所给文本:
━━━━━━━━

[C++]LeetCode: 101 Binary Tree Zigzag Level Order Traversal

题目:

Given a binary tree, return the zigzag level order traversal of its nodes' values. (ie, from left to right, then right to left for the next level and alternate between).

For example:
Given binary tree {3,9,20,#,#,15,7},

    3
   / \
  9  20
    /  \
   15   7

return its zigzag level order traversal as:

[
  [3],
  [20,9],
  [15,7]
]

confused what "{1,#,2,3}" means? > read more on how binary tree is serialized on OJ.

思路:这道题的解法和思路和Binary Tree Level Order Traversal差不多,只不过我们需要设个标志位来区分,这行是正序还是反序输出数组。我们利用队列来存储树的节点,并用NULL来区分每一行,记得当队列非空时,处理完每一行,都需要清空level数组,并加入NULL,区别下一行。我们设置tag, tag为True,表示正序,从左到右输出数组,tag为false, 表示反序,从右往左输出数组。

Attention:

1. 记得处理完每一行后,当队列非空时,清空数组level, 并且往队列中加入NULL,区分下一行。

2. reverse的用法

void reverse (BidirectionalIterator first, BidirectionalIterator last);
std::reverse(myvector.begin(),myvector.end()); 
3. 用tag来区分输出顺序。记得每次都需要tag取反,下次是反方向。

                if(tag)
                {
                    ret.push_back(level);
                }
                else
                {
                    reverse(level.begin(), level.end());
                    ret.push_back(level);
                }
                tag = !tag;

复杂度:O(N),N为树的节点个数。

AC Code:

/**
 * Definition for binary tree
 * struct TreeNode {
 *     int val;
 *     TreeNode *left;
 *     TreeNode *right;
 *     TreeNode(int x) : val(x), left(NULL), right(NULL) {}
 * };
 */
class Solution {
public:
    vector<vector<int> > zigzagLevelOrder(TreeNode *root) {
        vector<vector<int>> ret;
        if(root == NULL) return ret;
        vector<int> level;
        bool tag = true;
        
        queue<TreeNode*> TreeQ;
        TreeQ.push(root);
        TreeQ.push(NULL); //区分分层
        
        while(!TreeQ.empty())

━━━━━━━━

任务: 将上方讲解二叉树锯齿形层序遍历的文章逐字完整输出,不做任何改动。

━━━━━━━━

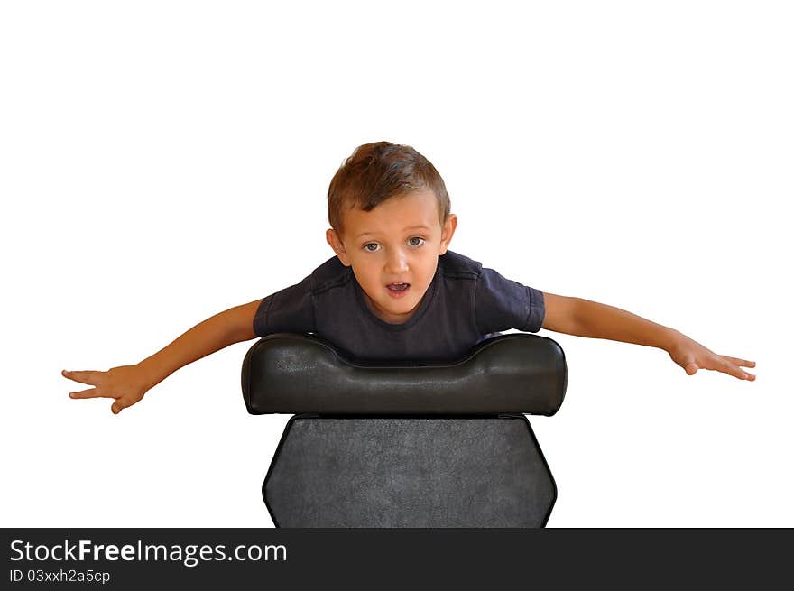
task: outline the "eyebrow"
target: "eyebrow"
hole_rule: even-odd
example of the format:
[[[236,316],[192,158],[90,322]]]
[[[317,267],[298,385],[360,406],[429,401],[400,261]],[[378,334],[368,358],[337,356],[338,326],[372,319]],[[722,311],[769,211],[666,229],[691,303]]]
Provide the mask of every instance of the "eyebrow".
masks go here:
[[[411,226],[411,227],[405,228],[404,231],[408,232],[410,230],[429,230],[429,229],[430,228],[429,228],[427,226]],[[358,240],[361,236],[365,236],[370,234],[374,235],[375,234],[377,234],[377,232],[362,232],[357,236],[355,236],[355,238],[354,238],[354,240]]]

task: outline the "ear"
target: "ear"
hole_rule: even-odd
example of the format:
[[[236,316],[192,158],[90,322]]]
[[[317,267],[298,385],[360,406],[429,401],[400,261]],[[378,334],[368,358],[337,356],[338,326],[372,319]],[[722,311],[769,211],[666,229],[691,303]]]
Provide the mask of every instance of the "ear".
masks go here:
[[[457,216],[449,214],[444,222],[444,227],[441,228],[441,245],[439,249],[439,254],[444,254],[452,240],[452,235],[455,234],[455,228],[457,227]]]
[[[326,230],[326,241],[331,245],[331,248],[334,249],[334,252],[337,254],[337,256],[339,257],[342,264],[346,267],[349,267],[350,259],[347,256],[347,251],[345,250],[345,245],[342,244],[342,240],[339,238],[339,235],[337,234],[337,231],[333,228]]]

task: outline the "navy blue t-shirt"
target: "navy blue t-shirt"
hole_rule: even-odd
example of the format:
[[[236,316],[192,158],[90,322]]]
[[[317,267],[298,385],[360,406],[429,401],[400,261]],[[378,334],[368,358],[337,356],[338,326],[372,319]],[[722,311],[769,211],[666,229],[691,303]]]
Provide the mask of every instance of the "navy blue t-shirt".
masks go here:
[[[545,312],[541,291],[448,250],[417,310],[390,324],[370,310],[353,269],[334,256],[263,300],[254,331],[315,333],[358,361],[450,361],[491,333],[537,332]]]

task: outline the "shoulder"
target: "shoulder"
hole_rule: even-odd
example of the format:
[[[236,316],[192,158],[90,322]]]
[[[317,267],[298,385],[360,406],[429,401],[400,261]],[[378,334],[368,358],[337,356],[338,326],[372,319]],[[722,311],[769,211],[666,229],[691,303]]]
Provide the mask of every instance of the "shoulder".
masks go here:
[[[334,287],[340,287],[350,282],[353,270],[346,267],[337,256],[328,261],[311,272],[311,291],[313,293],[328,291]]]
[[[483,265],[467,256],[453,253],[447,253],[439,257],[439,269],[444,277],[449,279],[471,279],[476,281],[483,273]]]

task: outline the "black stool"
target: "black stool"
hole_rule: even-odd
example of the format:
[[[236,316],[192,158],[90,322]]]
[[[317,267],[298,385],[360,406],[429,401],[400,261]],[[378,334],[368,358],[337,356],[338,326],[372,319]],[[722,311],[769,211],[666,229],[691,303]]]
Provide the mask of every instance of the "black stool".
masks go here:
[[[357,364],[313,335],[257,341],[252,414],[295,414],[262,493],[276,527],[542,527],[557,487],[523,413],[553,415],[565,356],[525,333],[453,363]]]

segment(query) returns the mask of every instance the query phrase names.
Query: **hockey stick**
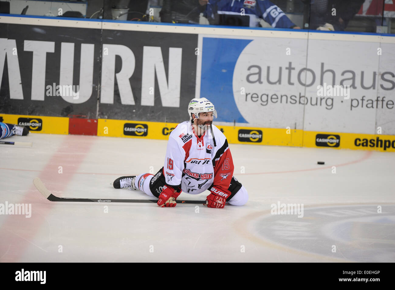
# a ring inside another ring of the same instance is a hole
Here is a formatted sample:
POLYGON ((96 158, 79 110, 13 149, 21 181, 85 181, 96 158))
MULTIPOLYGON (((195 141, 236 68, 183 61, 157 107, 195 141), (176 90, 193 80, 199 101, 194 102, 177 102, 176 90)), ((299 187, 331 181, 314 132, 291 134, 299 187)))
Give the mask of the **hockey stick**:
POLYGON ((7 142, 5 141, 0 141, 0 144, 6 145, 16 145, 19 146, 30 146, 32 147, 31 142, 7 142))
MULTIPOLYGON (((70 198, 70 197, 58 197, 53 195, 47 189, 44 183, 38 177, 33 180, 33 183, 36 188, 44 197, 51 201, 71 201, 84 202, 154 202, 157 199, 114 199, 113 198, 96 199, 94 198, 70 198)), ((205 204, 205 200, 176 200, 177 203, 205 204)))

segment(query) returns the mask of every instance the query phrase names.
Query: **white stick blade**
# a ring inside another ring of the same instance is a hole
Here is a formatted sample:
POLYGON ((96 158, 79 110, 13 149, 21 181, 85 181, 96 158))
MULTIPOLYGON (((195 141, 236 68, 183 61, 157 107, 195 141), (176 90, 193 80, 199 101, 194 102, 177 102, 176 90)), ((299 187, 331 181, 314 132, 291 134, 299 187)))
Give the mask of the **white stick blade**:
POLYGON ((40 192, 44 197, 46 198, 48 198, 48 196, 51 195, 51 193, 47 189, 47 187, 44 185, 44 183, 41 181, 41 180, 38 177, 36 177, 33 180, 33 183, 34 186, 37 189, 37 190, 40 192))

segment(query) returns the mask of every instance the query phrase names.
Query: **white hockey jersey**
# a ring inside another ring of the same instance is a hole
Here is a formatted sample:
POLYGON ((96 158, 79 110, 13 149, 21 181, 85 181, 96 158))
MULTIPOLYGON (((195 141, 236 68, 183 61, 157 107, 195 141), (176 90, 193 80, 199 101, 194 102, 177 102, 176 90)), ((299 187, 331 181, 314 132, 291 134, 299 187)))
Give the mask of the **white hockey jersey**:
POLYGON ((190 121, 179 124, 169 135, 163 167, 166 183, 175 189, 198 194, 211 186, 224 193, 233 176, 233 160, 225 135, 215 126, 199 138, 190 121))

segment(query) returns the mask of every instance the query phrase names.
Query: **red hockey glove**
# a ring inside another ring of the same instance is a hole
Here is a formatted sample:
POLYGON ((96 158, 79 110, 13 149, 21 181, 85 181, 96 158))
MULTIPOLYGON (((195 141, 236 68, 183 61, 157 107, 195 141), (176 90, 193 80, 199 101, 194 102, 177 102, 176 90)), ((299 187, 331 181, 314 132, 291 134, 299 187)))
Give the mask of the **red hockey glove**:
POLYGON ((229 193, 224 193, 219 189, 213 187, 211 187, 211 193, 207 196, 206 205, 209 208, 223 208, 226 198, 229 196, 229 193))
POLYGON ((158 206, 161 208, 173 208, 177 205, 176 199, 181 193, 181 191, 177 192, 171 186, 164 185, 162 192, 159 195, 158 200, 158 206))

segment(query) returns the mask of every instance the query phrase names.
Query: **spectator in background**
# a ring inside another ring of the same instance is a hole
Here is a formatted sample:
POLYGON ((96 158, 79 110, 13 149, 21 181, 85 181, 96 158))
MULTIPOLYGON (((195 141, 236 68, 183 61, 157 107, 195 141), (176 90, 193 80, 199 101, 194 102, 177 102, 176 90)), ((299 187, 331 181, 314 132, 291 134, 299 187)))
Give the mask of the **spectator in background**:
POLYGON ((310 28, 344 30, 364 2, 365 0, 312 0, 310 28), (334 8, 335 10, 333 11, 334 8))
POLYGON ((249 25, 247 26, 250 27, 259 26, 261 18, 273 28, 300 29, 279 7, 269 0, 210 0, 209 3, 209 0, 199 0, 199 2, 205 7, 204 16, 211 24, 218 24, 218 16, 225 15, 235 17, 249 17, 249 25))

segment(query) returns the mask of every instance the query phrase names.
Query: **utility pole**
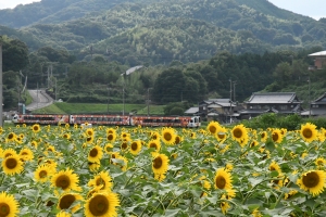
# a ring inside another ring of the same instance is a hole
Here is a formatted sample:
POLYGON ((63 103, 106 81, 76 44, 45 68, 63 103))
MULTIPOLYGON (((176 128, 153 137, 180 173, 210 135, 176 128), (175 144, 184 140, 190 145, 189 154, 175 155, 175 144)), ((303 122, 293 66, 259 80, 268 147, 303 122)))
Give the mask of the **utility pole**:
POLYGON ((125 78, 123 78, 123 116, 125 115, 125 78))
POLYGON ((231 123, 233 115, 233 79, 229 78, 229 123, 231 123))
POLYGON ((0 127, 3 126, 3 98, 2 98, 2 44, 0 43, 0 127))
POLYGON ((149 116, 149 104, 150 104, 149 90, 150 88, 147 89, 147 116, 149 116))
POLYGON ((237 81, 234 81, 234 102, 236 102, 236 85, 237 81))
POLYGON ((308 92, 309 92, 309 99, 308 99, 308 105, 309 105, 309 117, 311 117, 311 100, 310 100, 310 84, 311 84, 311 80, 310 80, 310 76, 309 76, 309 79, 308 79, 308 92))
POLYGON ((108 85, 108 108, 106 108, 108 114, 109 114, 109 102, 110 102, 110 86, 108 85))

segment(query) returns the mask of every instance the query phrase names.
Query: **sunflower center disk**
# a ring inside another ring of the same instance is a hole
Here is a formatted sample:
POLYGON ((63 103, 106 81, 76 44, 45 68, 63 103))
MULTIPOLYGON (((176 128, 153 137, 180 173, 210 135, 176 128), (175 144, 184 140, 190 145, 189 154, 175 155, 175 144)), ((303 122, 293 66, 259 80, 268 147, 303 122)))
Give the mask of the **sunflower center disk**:
POLYGON ((131 150, 134 150, 134 151, 137 150, 137 146, 138 146, 137 143, 136 143, 136 142, 133 142, 133 144, 131 144, 131 150))
POLYGON ((63 190, 65 190, 66 188, 68 188, 68 186, 70 186, 70 179, 68 179, 68 177, 67 176, 61 176, 61 177, 59 177, 58 178, 58 180, 57 180, 57 187, 60 187, 60 188, 62 188, 63 190))
POLYGON ((273 141, 274 141, 274 142, 278 140, 278 133, 273 133, 272 137, 273 137, 273 141))
POLYGON ((226 181, 225 181, 225 179, 223 177, 217 177, 216 178, 216 187, 218 189, 224 189, 225 184, 226 184, 226 181))
POLYGON ((8 216, 10 214, 10 207, 5 203, 0 203, 0 216, 8 216))
POLYGON ((76 201, 75 196, 72 194, 67 194, 64 195, 61 200, 60 200, 60 208, 61 209, 68 209, 71 207, 71 205, 76 201))
POLYGON ((312 131, 310 129, 304 129, 302 132, 304 138, 311 138, 312 137, 312 131))
POLYGON ((319 177, 316 173, 312 171, 303 177, 302 182, 308 188, 314 188, 319 183, 319 177))
POLYGON ((97 155, 98 155, 98 150, 97 150, 97 149, 92 149, 92 150, 89 152, 89 155, 90 155, 91 157, 97 156, 97 155))
POLYGON ((102 216, 109 210, 109 201, 103 195, 96 195, 89 203, 89 212, 93 216, 102 216))
POLYGON ((40 177, 40 178, 46 178, 47 175, 48 175, 48 173, 47 173, 46 170, 41 170, 41 171, 39 173, 39 177, 40 177))
POLYGON ((235 138, 241 138, 242 137, 242 130, 241 129, 235 129, 234 130, 235 138))
POLYGON ((161 168, 162 164, 163 164, 163 161, 162 161, 161 157, 154 158, 153 167, 154 167, 155 169, 161 168))
POLYGON ((112 135, 109 135, 109 136, 108 136, 108 140, 109 140, 109 141, 113 140, 113 136, 112 136, 112 135))
POLYGON ((13 168, 15 168, 15 167, 17 166, 17 161, 14 159, 14 158, 9 158, 9 159, 7 159, 7 162, 5 162, 5 166, 7 166, 8 168, 10 168, 10 169, 13 169, 13 168))
POLYGON ((216 127, 214 127, 214 126, 211 126, 211 127, 210 127, 210 132, 211 132, 211 133, 214 135, 214 133, 216 132, 216 130, 217 130, 216 127))

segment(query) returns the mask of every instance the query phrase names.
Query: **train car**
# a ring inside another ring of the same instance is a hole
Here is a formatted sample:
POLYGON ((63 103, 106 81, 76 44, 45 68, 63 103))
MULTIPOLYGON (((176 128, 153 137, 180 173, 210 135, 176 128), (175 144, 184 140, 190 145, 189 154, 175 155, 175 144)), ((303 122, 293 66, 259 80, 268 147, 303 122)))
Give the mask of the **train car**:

━━━━━━━━

预期输出:
[C++]LeetCode: 101 Binary Tree Zigzag Level Order Traversal

题目:

Given a binary tree, return the zigzag level order traversal of its nodes' values. (ie, from left to right, then right to left for the next level and alternate between).

For example:
Given binary tree {3,9,20,#,#,15,7},

    3
   / \
  9  20
    /  \
   15   7

return its zigzag level order traversal as:

[
  [3],
  [20,9],
  [15,7]
]

confused what "{1,#,2,3}" means? > read more on how binary tree is serialized on OJ.

思路:这道题的解法和思路和Binary Tree Level Order Traversal差不多,只不过我们需要设个标志位来区分,这行是正序还是反序输出数组。我们利用队列来存储树的节点,并用NULL来区分每一行,记得当队列非空时,处理完每一行,都需要清空level数组,并加入NULL,区别下一行。我们设置tag, tag为True,表示正序,从左到右输出数组,tag为false, 表示反序,从右往左输出数组。

Attention:

1. 记得处理完每一行后,当队列非空时,清空数组level, 并且往队列中加入NULL,区分下一行。

2. reverse的用法

void reverse (BidirectionalIterator first, BidirectionalIterator last);
std::reverse(myvector.begin(),myvector.end()); 
3. 用tag来区分输出顺序。记得每次都需要tag取反,下次是反方向。

                if(tag)
                {
                    ret.push_back(level);
                }
                else
                {
                    reverse(level.begin(), level.end());
                    ret.push_back(level);
                }
                tag = !tag;

复杂度:O(N),N为树的节点个数。

AC Code:

/**
 * Definition for binary tree
 * struct TreeNode {
 *     int val;
 *     TreeNode *left;
 *     TreeNode *right;
 *     TreeNode(int x) : val(x), left(NULL), right(NULL) {}
 * };
 */
class Solution {
public:
    vector<vector<int> > zigzagLevelOrder(TreeNode *root) {
        vector<vector<int>> ret;
        if(root == NULL) return ret;
        vector<int> level;
        bool tag = true;
        
        queue<TreeNode*> TreeQ;
        TreeQ.push(root);
        TreeQ.push(NULL); //区分分层
        
        while(!TreeQ.empty())